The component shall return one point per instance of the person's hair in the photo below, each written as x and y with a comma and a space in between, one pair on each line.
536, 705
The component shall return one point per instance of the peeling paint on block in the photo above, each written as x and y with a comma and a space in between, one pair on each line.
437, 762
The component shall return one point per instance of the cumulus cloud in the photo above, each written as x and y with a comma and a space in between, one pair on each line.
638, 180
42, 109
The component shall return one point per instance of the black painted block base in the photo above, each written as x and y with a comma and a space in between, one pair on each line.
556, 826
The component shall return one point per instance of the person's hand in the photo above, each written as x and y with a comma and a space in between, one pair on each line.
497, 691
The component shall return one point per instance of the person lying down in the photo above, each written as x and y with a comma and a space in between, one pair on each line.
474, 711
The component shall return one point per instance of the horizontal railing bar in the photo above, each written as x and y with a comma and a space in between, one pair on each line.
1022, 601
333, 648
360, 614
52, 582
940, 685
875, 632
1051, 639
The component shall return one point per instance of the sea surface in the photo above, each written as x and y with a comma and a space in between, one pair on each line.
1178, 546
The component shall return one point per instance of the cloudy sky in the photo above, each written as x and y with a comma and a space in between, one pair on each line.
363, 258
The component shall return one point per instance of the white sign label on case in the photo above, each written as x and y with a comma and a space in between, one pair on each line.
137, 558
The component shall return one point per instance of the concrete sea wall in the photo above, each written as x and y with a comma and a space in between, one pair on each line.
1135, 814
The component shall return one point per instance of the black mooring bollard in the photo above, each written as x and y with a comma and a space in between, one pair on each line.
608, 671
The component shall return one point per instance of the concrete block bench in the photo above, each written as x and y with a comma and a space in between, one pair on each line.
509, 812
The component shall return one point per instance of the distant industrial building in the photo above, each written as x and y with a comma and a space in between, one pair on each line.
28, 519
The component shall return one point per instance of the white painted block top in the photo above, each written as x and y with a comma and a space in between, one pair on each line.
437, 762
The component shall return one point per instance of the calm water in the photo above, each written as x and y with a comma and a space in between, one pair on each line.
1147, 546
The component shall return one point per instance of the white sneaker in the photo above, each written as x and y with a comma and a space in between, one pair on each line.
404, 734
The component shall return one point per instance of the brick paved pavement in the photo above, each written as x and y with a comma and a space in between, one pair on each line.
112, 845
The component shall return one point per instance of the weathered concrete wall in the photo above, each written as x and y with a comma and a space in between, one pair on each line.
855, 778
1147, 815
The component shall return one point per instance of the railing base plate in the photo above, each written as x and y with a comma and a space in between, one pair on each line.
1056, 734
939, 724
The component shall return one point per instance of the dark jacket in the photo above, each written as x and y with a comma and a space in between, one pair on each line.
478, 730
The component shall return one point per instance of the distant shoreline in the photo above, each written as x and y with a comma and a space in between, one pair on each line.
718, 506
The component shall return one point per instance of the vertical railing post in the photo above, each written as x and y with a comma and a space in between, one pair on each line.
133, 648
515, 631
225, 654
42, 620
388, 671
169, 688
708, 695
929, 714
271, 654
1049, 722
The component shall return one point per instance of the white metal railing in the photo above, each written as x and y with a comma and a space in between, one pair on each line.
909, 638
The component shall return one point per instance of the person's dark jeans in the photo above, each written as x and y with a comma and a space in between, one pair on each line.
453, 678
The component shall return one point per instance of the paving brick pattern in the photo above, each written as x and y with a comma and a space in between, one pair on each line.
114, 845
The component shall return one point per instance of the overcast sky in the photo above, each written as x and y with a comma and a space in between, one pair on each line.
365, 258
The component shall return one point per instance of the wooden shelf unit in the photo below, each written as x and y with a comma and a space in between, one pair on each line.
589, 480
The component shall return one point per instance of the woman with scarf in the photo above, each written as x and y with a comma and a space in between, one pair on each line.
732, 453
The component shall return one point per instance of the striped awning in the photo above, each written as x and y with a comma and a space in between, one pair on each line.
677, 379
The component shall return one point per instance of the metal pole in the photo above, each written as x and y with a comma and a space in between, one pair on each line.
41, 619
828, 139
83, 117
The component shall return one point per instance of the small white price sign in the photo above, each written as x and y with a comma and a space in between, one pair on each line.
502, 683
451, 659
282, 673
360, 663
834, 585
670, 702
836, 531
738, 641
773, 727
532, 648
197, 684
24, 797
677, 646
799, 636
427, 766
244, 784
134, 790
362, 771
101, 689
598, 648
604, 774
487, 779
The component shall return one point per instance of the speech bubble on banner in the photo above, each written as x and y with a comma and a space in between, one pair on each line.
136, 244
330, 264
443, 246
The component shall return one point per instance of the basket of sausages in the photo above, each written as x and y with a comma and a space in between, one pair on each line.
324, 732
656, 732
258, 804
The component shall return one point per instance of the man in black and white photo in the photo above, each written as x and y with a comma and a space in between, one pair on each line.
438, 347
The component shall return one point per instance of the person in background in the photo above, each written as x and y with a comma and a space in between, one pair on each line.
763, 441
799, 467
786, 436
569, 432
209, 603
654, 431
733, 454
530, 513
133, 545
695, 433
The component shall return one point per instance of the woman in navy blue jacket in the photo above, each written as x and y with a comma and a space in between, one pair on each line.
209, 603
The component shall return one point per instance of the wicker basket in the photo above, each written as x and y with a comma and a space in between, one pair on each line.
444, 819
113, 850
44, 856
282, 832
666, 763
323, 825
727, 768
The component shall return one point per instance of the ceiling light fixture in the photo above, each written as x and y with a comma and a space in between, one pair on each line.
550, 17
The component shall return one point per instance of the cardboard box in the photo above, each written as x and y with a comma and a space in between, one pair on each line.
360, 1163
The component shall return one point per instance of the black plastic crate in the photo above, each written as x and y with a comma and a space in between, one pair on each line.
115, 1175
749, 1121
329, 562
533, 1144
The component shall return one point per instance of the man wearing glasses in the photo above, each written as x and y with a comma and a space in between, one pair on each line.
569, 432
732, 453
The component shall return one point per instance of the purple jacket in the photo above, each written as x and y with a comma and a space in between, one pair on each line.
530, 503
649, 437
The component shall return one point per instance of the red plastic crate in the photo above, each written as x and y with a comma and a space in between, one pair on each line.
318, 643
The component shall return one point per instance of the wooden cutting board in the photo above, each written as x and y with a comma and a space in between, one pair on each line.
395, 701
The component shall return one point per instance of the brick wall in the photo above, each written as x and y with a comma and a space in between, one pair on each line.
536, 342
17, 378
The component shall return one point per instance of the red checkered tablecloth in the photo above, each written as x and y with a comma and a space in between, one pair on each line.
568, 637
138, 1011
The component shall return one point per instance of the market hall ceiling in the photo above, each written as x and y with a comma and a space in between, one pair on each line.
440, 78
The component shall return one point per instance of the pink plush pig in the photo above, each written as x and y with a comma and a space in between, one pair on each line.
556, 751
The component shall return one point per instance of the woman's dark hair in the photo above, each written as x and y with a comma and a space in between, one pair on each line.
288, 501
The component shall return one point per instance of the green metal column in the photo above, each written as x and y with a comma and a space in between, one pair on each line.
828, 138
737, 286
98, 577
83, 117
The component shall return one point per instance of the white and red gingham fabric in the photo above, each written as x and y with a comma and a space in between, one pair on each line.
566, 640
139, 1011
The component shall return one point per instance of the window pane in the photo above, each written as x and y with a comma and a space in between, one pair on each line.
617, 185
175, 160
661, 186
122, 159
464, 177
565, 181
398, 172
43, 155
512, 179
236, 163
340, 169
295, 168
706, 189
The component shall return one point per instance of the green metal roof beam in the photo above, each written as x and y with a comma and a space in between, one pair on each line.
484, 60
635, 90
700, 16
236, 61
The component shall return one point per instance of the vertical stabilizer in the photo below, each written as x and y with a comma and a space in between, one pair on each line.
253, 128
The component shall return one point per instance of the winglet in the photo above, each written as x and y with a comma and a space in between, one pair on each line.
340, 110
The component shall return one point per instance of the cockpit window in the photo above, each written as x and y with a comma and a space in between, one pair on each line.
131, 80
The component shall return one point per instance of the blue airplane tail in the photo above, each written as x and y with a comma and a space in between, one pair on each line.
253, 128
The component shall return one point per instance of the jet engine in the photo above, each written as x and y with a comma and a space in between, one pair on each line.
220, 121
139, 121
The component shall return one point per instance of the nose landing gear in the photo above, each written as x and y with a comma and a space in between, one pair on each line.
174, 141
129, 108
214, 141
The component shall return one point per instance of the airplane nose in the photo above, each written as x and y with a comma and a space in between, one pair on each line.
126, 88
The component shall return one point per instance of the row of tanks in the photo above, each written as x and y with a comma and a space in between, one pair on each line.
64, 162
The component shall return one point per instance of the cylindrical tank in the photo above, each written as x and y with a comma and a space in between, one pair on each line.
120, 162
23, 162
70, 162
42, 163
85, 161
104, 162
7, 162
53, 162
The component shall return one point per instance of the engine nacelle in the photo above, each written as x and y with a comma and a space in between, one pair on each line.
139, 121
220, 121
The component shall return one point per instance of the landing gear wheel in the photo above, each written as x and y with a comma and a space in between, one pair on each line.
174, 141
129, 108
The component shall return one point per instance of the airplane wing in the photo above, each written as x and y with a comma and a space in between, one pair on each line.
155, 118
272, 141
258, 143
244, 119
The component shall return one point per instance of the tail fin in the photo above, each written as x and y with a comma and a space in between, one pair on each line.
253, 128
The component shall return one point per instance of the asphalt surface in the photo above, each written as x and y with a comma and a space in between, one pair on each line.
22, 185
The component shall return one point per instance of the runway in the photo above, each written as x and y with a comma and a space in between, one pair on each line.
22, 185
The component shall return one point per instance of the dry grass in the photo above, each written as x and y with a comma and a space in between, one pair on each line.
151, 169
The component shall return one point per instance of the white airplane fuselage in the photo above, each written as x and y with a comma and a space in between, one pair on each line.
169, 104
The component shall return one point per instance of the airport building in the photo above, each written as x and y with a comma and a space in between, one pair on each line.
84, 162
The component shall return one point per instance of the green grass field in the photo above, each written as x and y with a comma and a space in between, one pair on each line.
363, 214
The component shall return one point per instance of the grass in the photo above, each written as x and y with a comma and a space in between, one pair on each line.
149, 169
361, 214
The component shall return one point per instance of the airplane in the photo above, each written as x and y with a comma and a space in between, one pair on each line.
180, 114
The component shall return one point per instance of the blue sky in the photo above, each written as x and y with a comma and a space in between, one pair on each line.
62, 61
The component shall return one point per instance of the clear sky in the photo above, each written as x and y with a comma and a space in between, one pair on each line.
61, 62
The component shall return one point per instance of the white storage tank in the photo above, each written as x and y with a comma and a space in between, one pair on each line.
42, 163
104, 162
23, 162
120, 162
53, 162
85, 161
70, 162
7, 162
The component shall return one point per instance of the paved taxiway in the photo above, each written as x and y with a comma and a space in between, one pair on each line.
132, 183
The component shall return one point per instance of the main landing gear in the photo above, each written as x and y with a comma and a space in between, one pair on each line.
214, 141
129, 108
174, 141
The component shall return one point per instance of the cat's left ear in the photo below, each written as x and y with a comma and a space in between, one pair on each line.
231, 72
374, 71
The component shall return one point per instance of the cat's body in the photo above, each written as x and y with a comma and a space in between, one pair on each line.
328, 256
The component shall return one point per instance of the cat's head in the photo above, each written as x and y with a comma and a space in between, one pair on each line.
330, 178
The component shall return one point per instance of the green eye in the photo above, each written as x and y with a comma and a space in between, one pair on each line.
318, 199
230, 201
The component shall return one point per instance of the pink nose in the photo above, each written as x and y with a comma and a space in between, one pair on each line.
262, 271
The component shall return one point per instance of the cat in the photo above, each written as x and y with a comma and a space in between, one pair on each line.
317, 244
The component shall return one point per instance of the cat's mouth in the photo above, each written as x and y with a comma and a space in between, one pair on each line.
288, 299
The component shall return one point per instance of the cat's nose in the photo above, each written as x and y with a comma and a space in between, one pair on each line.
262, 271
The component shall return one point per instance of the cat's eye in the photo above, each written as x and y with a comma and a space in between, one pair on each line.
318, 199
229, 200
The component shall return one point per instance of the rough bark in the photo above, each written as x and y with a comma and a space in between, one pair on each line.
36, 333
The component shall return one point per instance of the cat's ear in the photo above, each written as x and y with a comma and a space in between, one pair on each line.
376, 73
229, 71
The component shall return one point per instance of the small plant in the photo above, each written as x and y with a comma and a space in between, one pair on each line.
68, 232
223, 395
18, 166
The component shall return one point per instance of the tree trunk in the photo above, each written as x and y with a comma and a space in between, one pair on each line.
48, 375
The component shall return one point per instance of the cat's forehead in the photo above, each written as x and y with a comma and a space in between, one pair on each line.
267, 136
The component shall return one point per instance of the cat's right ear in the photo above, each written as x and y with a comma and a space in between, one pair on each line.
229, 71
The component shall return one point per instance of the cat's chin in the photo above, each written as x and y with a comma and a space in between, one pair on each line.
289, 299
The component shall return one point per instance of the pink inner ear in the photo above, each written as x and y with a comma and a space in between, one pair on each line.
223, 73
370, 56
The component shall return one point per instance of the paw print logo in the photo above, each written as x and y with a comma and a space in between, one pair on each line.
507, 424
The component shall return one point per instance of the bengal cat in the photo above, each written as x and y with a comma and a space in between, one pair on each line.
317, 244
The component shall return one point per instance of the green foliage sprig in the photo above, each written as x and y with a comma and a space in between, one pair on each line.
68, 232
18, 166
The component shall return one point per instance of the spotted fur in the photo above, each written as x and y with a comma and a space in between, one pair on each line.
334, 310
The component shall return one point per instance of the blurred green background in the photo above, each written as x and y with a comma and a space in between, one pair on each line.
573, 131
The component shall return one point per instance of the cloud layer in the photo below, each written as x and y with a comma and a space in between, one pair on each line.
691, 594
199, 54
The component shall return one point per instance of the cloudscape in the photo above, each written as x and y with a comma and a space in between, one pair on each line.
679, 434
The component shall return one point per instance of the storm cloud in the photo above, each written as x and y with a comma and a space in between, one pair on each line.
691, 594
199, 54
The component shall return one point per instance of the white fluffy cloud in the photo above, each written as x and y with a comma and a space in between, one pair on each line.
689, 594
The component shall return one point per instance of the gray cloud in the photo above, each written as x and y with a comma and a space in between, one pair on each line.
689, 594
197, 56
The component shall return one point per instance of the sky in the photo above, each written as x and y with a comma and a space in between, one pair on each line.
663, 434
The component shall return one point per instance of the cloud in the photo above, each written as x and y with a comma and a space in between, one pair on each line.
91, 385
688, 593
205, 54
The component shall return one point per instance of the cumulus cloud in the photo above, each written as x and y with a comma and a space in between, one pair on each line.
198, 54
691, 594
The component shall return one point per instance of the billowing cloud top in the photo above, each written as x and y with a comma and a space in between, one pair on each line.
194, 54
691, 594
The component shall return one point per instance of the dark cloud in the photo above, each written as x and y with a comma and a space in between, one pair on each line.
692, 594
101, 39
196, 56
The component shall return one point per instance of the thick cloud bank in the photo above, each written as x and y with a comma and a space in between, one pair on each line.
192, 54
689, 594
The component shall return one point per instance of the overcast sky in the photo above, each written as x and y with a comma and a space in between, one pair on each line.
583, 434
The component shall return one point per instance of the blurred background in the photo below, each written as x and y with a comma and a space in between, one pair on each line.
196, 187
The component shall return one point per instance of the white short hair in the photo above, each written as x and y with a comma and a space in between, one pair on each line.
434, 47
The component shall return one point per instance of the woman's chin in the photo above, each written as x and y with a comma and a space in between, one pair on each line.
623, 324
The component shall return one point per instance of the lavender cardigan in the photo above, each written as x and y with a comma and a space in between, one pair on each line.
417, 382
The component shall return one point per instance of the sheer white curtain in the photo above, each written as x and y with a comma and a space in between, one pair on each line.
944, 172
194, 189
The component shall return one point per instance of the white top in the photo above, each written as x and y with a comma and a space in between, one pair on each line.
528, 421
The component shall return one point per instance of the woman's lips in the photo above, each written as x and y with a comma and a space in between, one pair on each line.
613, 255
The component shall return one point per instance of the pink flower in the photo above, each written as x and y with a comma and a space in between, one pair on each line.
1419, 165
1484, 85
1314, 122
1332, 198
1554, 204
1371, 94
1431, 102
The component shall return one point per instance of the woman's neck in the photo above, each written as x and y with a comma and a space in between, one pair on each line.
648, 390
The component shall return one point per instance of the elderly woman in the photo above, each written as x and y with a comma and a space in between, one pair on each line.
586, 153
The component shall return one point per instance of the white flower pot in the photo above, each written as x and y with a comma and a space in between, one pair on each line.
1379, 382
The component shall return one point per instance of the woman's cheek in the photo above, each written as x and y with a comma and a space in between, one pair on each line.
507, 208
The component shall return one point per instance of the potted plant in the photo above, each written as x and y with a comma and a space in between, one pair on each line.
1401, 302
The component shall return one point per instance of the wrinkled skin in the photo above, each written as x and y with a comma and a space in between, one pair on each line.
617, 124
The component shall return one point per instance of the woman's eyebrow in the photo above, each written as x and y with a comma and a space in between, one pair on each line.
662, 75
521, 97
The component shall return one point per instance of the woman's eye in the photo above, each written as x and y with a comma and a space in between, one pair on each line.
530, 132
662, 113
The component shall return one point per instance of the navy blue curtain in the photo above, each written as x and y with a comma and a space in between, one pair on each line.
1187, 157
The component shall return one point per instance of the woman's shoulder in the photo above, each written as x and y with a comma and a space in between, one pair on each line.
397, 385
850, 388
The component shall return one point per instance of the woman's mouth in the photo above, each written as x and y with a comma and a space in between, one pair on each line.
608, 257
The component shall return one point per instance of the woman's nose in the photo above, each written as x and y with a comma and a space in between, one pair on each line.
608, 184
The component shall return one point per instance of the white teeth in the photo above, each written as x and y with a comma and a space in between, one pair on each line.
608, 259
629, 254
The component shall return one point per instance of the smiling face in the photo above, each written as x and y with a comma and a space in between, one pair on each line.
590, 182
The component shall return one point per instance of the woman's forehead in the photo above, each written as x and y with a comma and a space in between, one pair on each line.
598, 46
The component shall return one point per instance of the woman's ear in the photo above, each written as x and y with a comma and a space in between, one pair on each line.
-------------------------
* **Task objective**
Transcribe the records above exactly, but only from the line that contains "The component shall return one point per instance of the smiling" through their final line, inclusive.

* **Written response**
The component shall return one point per instance of the smiling face in the photo above, each written as x and y with a comma and a space in between, one pair on each line.
590, 182
The component shall return one point per instance of the woman's forehead in the photo above, each written as x and y with a comma and a space in between, one pair on each line.
598, 46
The component shall return one point per instance of the woman's ear in the photo above, each written as x and y with a comma and a space in between, one pair on each line.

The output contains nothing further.